Rewrite all of the data below, substituting "Please mark" for every "Please spot" and keeping everything else the same. Leave out the pictures.

>> begin Source data

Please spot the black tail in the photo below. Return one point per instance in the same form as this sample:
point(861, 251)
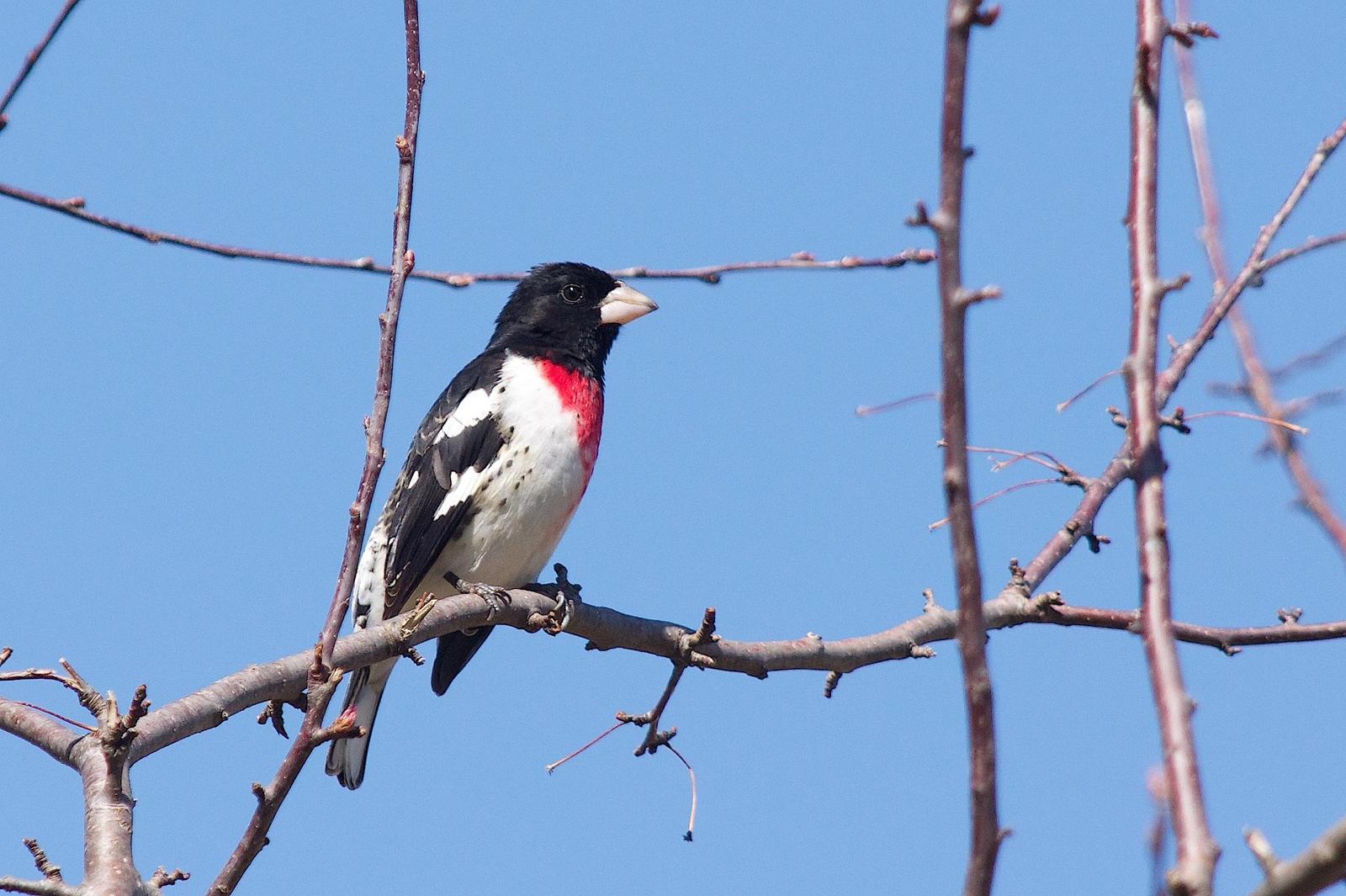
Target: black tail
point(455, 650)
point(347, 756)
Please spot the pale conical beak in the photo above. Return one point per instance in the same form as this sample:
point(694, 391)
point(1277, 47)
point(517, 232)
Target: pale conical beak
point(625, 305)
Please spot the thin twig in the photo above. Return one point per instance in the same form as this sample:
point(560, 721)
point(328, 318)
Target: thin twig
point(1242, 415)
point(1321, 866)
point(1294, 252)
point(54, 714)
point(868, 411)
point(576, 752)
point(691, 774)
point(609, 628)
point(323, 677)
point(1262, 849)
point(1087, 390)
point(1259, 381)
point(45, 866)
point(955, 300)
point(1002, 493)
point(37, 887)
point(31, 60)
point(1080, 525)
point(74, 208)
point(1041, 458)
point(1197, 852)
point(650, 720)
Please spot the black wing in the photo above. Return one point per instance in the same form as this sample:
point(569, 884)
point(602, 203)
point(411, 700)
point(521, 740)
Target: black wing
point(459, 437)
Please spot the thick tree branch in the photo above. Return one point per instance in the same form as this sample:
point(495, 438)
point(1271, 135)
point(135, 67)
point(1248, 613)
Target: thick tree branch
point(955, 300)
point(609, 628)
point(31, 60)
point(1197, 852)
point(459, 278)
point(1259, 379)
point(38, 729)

>> end Source data

• _Task response_
Please mark the black tail in the photo below. Return one point per instance in the same form as this sample:
point(861, 251)
Target: black tail
point(455, 650)
point(347, 756)
Please mark the pale conical beak in the photo above. Return one point per instance in the same form as this sample:
point(694, 391)
point(1277, 47)
point(517, 232)
Target: pale conical beak
point(625, 305)
Please mark the thin twig in the photo above. Return one point per instance in the same form as this sample:
point(560, 721)
point(328, 318)
Target: thin twig
point(1242, 415)
point(1321, 866)
point(1294, 252)
point(54, 714)
point(868, 411)
point(576, 752)
point(691, 774)
point(609, 628)
point(323, 677)
point(1262, 849)
point(1087, 390)
point(1259, 381)
point(45, 866)
point(955, 300)
point(1002, 493)
point(37, 887)
point(31, 60)
point(1080, 525)
point(74, 208)
point(1041, 458)
point(1197, 852)
point(650, 720)
Please mark the black wing in the photo above. Return one point per instance in the same form as this sample:
point(569, 884)
point(602, 203)
point(411, 700)
point(521, 740)
Target: black wing
point(459, 437)
Please mark the thick tree branch in the photo above. Return one point per instance in the same form as this sample:
point(495, 438)
point(1271, 135)
point(135, 67)
point(1248, 613)
Target: thick tree branch
point(955, 300)
point(609, 628)
point(31, 60)
point(1197, 852)
point(459, 278)
point(1259, 379)
point(38, 729)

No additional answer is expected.